**Görev 1**
Aşağıdaki haberde MÜSİAD Genel Başkanı Nail Olpak'ın konuşması aktarılıyor. Şu ifadeler bu haberle uyuşuyor mu? Her biri için evet ya da hayır deyin ve karar veren sözleri haberden birebir alıntılayın: (a) Olpak, geçici verginin bugünkü koşullarda kaldırılması gerektiğini söyledi. (b) Olpak'a göre IMF'yle borç ilişkisinin bitirilmesi 2013'ün ikinci yarısında konuşuldu. (c) Olpak'a göre kriz belirsizliğini aşamayan ülkelerde imalat sanayinin payı yüzde 80'leri geçiyor.

**Gösterilen metin**

================================

ÖNE ÇIKANLAR :
EKONOMİTÜMÜ
  • GÜNCELLEME: 02 Ocak 2014 Perşembe 15:45

MÜSİAD Genel Başkanı Olpak:


Müstakil Sanayici ve İşadamları Derneği (MÜSİAD) Genel Başkanı Nail Olpak, "Enflasyonist dönemlerden kalan bir tedbir olan geçici verginin, bugünkü koşullarda kaldırılması gerektiğine inanıyoruz" dedi.
Olpak, MÜSİAD'ın Rixos Otel'de düzenlenen Genişletilmiş Başkanlar Toplantısında yaptığı konuşmada, son 11 yılda Türkiye'nin ekonomik açıdan gücünü artırdığını ve dış politikada etkinlik alanını genişlettiğini söyledi. Olpak, "2001 ekonomik krizinin ardından istikrarlı bir siyasi ortam, geniş ve derin bir gelişim trendini beraberinde getirmiştir. Ülkemizin, ekonomik alanda gerçekleştirdiği atılımlar, gerek yurt içinde ve gerekse yurtdışında gıptayla izleniyor" diye konuştu.
- "Ekonomimizin test edildiği bir dönem"
Olpak, 2013'ün ilk yarısını Türkiye'de, IMF'yle borç ilişkisinin bitirilmesi, "mega projeler"in başlaması ve not artırımları gibi ekonomik gelişmeleri konuşarak geçirdiklerini belirterek, "2013 yılının ikinci yarısı ise siyasetin ekonomiye taşındığı bir dönem olmuş, ekonomi-politiğin konuşulduğu bir süreç yaşanmıştır. Her açıdan ekonomimizin test edildiği bir dönemdir. MÜSİAD adına, ekonomimizin bu sınamalardan, en az zararla ve başarıyla geçtiğine olan inancımızı ifade ederim" dedi.
Türkiye'nin ekonomik performansını olumsuz etkileyen cari açık ve bunun başlıca sebeplerinden enerji bağımlılığının, önemli sorunların başında geldiğini ifade eden Olpak, enerji bağımlılığını düşürmek için nükleer, alternatif enerji kaynakları, ucuz petrol ve doğalgaza erişim çalışmaları, Enerji Borsası ile ilgili gelişmeleri takdirle karşıladıklarını söyledi.
Türkiye'nin ekonomik performansını arttırmak için iç talebini canlandırması, ihracatını ve üretimini arttırması gerektiğini ifade eden Olpak, şu değerlendirmelerde bulundu:
"Küresel ekonominin son 5 yılı değerlendirildiğinde ve kriz belirsizliğini nispeten kolay atlatan, büyümeyi başarabilen ve istihdam oluşturabilen ülkelere bakıldığında, imalat sanayinin GSYH içerisinde önemli bir yer tuttuğu; buna karşılık, kriz belirsizliğini aşamayan ülkelerde, hizmet sektörünün payının yüzde 80'leri geçtiği görülmektedir.

================================

**Kaynak kayıtlar**
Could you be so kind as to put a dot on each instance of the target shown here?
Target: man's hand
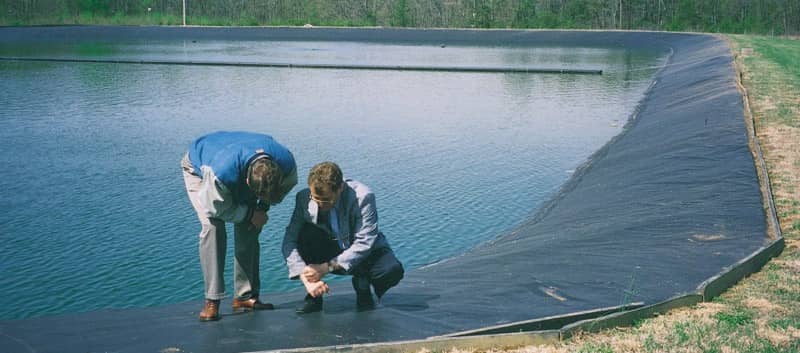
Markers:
(315, 289)
(314, 273)
(258, 220)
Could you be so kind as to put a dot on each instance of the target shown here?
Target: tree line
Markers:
(776, 17)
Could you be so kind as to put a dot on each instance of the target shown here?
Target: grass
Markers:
(761, 314)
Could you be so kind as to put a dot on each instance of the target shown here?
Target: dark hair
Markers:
(265, 177)
(325, 175)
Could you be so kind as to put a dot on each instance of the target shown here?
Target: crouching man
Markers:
(334, 229)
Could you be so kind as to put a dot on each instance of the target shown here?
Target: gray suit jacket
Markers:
(358, 222)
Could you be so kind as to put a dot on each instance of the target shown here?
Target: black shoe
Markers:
(364, 301)
(310, 305)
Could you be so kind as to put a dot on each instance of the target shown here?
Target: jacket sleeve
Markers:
(366, 234)
(218, 200)
(294, 262)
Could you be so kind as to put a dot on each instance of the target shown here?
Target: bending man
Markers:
(234, 177)
(334, 229)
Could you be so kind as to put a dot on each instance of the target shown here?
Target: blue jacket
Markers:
(221, 159)
(357, 217)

================================

**Görev 2**
Haberden sonra gelen kayıtların hepsini, işaret koordinatlarıyla birlikte satır satır aynen tekrarla. Resimleri yanıtına alma.

**Doğru yanıt 1**
(a) Evet. "Enflasyonist dönemlerden kalan bir tedbir olan geçici verginin, bugünkü koşullarda kaldırılması gerektiğine inanıyoruz"
(b) Hayır. "Olpak, 2013'ün ilk yarısını Türkiye'de, IMF'yle borç ilişkisinin bitirilmesi, "mega projeler"in başlaması ve not artırımları gibi ekonomik gelişmeleri konuşarak geçirdiklerini belirterek"
(c) Hayır. "kriz belirsizliğini aşamayan ülkelerde, hizmet sektörünün payının yüzde 80'leri geçtiği görülmektedir"

**Doğru yanıt 2**
Could you be so kind as to put a dot on each instance of the target shown here?
Target: man's hand
Markers:
(315, 289)
(314, 273)
(258, 220)
Could you be so kind as to put a dot on each instance of the target shown here?
Target: tree line
Markers:
(776, 17)
Could you be so kind as to put a dot on each instance of the target shown here?
Target: grass
Markers:
(761, 314)
Could you be so kind as to put a dot on each instance of the target shown here?
Target: dark hair
Markers:
(265, 177)
(325, 175)
Could you be so kind as to put a dot on each instance of the target shown here?
Target: crouching man
Markers:
(334, 229)
Could you be so kind as to put a dot on each instance of the target shown here?
Target: gray suit jacket
Markers:
(358, 222)
Could you be so kind as to put a dot on each instance of the target shown here?
Target: black shoe
Markers:
(364, 301)
(310, 305)
Could you be so kind as to put a dot on each instance of the target shown here?
Target: jacket sleeve
Markers:
(366, 234)
(218, 200)
(294, 262)
Could you be so kind as to put a dot on each instance of the target shown here?
Target: bending man
Markers:
(234, 177)
(334, 229)
Could you be so kind as to put a dot on each instance of the target shown here?
Target: blue jacket
Markers:
(221, 159)
(357, 217)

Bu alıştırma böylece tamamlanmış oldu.